WRITTEN INSTRUCTION 1 = In the text on the Camry's history, which Toyota model did the Camry replace when it was introduced in 1983?
WRITTEN INSTRUCTION 2 = According to the text on the Camry's history, at which plants are all Camrys built? List each one.

GIVEN TEXT =

-- begin --

Toyota launched the 2012 Camry this week. Ever wonder just what, exactly, is a Camry? The name of the best-selling car in America comes from the Japanese Kan-Muri, meaning crown.
All Camrys are built at either the Tsutsumi Plant in Toyota City, Japan, TMMK in Georgetown, KY, or the SIA (Subaru of Indiana Automotive) plant in Lafayette, Indiana.
Here are some other fun facts that you might not know about one of the world's most popular sedans. Thanks to our friends at Toyota for providing us with this Camry Chronology:
Introduced in 1983 to replace the Corona, the Camry soon took its place as Toyota's value- and volume-leader.
Camry was introduced as a front-wheel drive vehicle available in either four-door sedan or five-door hatchback configuration. It won acclaim from Consumer's Digest in 1986 as a Best Buy, and has remained on the list since then.
In 1986, Toyota broke ground on an all-new production facility in Georgetown, Ky., Toyota Motor Manufacturing, Inc. (TMM), with the first U.S.-built Camry rolling out of the plant in 1988.
The 1987 model year saw the introduction of the second generation Camry. With it, Toyota also introduced a new 2.0L 16-valve four-cylinder engine, followed in 1988 by a new 2.5L 24-valve V6. The 1987 model year also saw the release of a station wagon to replace the hatchback, and the option of All-Trac, Toyota's full-time all-wheel-drive system, on all models.

-- end --

DATA ENTRIES =
-- begin --

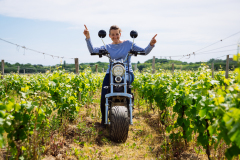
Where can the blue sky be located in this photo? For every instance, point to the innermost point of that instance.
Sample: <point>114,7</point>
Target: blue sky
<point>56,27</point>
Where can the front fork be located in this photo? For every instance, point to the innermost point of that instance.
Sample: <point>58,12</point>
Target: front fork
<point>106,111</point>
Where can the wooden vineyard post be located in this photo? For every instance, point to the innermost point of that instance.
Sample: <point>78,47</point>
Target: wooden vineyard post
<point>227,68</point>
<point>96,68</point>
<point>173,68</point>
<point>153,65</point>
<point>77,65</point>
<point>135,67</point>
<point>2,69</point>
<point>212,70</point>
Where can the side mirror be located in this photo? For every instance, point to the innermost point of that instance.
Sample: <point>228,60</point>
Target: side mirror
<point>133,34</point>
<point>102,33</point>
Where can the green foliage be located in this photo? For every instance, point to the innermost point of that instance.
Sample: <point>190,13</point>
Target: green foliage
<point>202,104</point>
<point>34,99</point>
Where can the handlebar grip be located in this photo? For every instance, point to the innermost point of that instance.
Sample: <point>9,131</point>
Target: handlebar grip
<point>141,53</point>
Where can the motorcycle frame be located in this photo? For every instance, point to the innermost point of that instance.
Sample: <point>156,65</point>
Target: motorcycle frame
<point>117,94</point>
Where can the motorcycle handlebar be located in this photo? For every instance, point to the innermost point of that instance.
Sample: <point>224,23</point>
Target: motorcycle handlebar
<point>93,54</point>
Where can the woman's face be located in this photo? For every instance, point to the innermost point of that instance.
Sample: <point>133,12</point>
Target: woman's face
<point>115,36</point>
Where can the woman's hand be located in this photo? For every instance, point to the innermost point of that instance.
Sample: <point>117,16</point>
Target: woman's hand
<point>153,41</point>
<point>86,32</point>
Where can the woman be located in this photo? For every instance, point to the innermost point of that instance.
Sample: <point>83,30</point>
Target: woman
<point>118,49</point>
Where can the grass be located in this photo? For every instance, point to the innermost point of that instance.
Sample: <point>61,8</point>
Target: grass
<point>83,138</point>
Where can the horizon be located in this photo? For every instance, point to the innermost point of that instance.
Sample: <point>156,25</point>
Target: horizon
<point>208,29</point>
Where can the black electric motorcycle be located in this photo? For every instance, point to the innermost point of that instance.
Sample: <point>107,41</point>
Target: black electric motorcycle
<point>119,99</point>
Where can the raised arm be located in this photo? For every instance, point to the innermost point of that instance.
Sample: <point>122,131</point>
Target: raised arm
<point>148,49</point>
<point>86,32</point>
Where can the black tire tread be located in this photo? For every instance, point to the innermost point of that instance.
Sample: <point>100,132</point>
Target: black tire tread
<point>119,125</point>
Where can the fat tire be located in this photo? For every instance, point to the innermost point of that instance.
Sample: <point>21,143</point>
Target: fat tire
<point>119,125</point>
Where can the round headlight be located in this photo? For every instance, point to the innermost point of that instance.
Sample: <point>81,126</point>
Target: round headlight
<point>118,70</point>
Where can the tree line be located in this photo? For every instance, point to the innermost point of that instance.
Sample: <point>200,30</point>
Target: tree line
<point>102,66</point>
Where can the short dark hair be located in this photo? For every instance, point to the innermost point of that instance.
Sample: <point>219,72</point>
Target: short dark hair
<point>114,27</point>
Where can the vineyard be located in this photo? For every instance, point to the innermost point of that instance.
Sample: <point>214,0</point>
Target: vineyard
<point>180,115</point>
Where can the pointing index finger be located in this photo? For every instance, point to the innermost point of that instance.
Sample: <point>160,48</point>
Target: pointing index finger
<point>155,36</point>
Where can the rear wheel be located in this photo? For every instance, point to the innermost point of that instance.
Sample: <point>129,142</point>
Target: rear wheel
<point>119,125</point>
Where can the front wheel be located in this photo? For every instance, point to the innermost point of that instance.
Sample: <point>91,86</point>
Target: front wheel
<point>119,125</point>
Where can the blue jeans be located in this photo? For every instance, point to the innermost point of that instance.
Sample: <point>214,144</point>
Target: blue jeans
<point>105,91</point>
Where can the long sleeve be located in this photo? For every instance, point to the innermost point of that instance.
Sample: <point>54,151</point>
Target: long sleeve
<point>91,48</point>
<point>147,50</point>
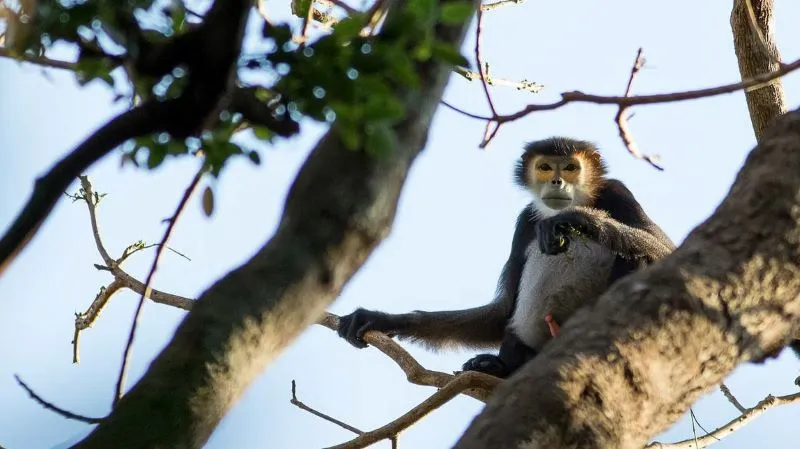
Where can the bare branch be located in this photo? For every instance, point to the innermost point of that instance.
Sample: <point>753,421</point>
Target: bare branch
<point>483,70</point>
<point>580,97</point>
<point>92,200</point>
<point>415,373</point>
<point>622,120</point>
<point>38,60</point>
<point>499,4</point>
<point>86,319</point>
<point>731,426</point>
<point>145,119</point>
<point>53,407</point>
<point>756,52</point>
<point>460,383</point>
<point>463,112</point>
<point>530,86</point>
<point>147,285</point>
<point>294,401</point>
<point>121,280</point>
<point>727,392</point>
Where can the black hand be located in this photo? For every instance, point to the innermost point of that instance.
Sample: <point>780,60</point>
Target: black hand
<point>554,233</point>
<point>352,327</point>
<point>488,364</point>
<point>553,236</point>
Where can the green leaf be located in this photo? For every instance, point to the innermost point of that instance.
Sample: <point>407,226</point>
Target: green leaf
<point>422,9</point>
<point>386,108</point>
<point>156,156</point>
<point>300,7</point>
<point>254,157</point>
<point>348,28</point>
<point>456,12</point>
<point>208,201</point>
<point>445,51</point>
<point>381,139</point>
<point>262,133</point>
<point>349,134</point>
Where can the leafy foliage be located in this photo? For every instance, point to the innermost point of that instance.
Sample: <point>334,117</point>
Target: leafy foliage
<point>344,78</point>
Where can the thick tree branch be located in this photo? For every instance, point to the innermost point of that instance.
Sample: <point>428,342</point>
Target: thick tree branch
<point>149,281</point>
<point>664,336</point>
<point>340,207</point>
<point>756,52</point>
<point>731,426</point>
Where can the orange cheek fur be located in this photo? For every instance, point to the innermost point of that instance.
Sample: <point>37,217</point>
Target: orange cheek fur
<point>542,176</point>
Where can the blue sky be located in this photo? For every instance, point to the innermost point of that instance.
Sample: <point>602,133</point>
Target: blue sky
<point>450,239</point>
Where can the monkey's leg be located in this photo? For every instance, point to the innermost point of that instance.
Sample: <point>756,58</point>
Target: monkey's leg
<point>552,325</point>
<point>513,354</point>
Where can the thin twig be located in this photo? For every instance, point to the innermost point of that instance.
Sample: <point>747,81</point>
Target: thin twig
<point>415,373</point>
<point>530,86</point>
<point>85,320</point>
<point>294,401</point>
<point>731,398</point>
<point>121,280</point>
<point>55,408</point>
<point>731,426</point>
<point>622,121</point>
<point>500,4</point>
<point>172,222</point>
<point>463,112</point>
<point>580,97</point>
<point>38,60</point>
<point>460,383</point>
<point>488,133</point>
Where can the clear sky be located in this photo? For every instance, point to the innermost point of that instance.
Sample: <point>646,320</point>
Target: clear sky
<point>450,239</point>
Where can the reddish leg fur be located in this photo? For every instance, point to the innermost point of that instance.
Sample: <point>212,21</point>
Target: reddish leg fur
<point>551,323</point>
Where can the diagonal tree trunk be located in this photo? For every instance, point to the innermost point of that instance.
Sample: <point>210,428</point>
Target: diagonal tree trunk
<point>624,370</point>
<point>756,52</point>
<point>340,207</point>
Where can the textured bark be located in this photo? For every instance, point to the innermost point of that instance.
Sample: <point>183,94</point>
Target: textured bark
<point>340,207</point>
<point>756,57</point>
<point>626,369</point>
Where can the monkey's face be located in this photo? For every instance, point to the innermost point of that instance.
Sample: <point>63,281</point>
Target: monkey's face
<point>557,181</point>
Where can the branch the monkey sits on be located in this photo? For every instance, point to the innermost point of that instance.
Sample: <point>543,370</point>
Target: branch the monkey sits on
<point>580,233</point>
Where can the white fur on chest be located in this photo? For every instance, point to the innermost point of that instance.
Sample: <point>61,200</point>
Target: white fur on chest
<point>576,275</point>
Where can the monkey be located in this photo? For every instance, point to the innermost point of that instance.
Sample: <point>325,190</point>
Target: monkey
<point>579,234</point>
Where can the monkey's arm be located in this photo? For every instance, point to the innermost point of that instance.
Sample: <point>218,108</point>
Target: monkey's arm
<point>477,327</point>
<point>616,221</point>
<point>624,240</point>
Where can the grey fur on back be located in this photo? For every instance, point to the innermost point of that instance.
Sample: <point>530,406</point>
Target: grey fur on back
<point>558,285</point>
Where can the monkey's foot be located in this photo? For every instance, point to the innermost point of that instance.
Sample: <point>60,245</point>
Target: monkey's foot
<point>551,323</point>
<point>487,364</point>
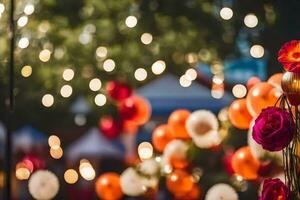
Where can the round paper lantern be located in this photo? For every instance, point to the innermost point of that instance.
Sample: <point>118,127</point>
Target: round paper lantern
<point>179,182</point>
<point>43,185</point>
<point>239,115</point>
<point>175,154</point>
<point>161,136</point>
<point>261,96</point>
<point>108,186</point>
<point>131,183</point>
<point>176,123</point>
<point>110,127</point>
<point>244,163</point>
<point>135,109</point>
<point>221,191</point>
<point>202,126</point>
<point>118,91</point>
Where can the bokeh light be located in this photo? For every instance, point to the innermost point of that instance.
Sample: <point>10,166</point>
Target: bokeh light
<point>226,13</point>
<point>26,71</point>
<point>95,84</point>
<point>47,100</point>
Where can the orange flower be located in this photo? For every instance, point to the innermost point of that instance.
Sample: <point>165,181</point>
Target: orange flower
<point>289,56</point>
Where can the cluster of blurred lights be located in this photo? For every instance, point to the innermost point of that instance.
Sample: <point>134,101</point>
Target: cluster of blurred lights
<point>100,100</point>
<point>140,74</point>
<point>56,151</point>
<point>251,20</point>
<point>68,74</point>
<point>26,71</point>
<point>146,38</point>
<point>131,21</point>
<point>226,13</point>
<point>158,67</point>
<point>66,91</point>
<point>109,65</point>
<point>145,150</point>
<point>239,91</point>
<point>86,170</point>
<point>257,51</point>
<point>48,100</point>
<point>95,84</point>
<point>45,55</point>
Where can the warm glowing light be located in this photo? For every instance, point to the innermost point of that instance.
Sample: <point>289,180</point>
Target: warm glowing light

-- end --

CORRECT OUTPUT 1 = The Corona.

CORRECT OUTPUT 2 =
- The Tsutsumi Plant in Toyota City, Japan
- TMMK in Georgetown, KY
- The SIA (Subaru of Indiana Automotive) plant in Lafayette, Indiana